◆ Given exercise ◆
Please tally the lines in the data below that contain the string "boutonniere", with case counting, and reply with the number alone.

◆ Location annotation dataset excerpts ◆

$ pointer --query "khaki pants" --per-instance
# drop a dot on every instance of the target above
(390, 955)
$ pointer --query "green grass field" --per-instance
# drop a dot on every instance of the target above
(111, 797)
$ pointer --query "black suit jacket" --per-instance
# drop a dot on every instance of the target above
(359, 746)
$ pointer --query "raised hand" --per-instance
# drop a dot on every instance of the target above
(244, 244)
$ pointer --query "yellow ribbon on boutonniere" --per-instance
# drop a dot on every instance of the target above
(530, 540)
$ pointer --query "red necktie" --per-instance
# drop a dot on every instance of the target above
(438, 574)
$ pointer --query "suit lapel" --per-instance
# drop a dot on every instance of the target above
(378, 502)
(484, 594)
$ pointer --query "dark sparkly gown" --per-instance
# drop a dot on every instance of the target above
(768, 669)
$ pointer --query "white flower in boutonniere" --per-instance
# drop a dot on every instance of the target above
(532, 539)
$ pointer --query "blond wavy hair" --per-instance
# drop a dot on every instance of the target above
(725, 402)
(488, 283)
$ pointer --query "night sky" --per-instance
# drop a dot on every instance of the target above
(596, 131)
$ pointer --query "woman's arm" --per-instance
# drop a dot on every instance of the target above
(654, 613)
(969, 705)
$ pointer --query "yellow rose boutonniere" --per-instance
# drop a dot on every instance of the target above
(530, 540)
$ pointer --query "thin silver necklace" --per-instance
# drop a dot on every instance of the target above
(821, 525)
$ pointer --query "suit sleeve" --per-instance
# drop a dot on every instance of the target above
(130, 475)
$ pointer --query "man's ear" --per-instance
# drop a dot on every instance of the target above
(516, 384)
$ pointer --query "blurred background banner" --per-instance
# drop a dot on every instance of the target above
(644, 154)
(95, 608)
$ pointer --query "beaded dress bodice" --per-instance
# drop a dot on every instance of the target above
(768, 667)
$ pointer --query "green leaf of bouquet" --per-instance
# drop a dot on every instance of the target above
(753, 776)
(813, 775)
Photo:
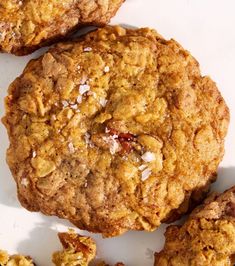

◆ Reply ◆
3